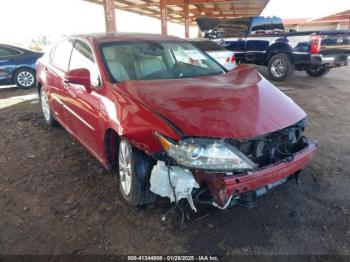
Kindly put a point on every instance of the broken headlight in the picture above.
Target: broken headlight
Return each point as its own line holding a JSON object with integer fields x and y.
{"x": 208, "y": 154}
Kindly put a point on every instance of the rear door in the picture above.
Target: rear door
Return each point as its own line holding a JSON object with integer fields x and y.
{"x": 335, "y": 43}
{"x": 84, "y": 106}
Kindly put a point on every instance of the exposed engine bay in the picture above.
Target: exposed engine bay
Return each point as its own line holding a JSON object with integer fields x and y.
{"x": 207, "y": 187}
{"x": 274, "y": 147}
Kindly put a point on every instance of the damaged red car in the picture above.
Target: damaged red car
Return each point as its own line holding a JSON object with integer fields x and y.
{"x": 172, "y": 121}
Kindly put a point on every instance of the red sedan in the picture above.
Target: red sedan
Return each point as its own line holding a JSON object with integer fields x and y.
{"x": 171, "y": 120}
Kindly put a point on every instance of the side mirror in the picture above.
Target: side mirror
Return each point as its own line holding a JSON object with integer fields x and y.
{"x": 79, "y": 76}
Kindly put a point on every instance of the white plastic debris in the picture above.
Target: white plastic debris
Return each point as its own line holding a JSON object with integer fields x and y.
{"x": 182, "y": 182}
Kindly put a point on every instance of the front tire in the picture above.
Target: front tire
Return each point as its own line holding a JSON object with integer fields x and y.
{"x": 134, "y": 168}
{"x": 280, "y": 67}
{"x": 317, "y": 71}
{"x": 24, "y": 78}
{"x": 45, "y": 106}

::::

#### [WORK REQUIRED]
Where in the records does the string "headlight" appear? Copy every line that has it.

#### [RESULT FOR THIS EXERCISE]
Kindly put a point on every instance of the broken headlight in the picture above.
Target: broken headlight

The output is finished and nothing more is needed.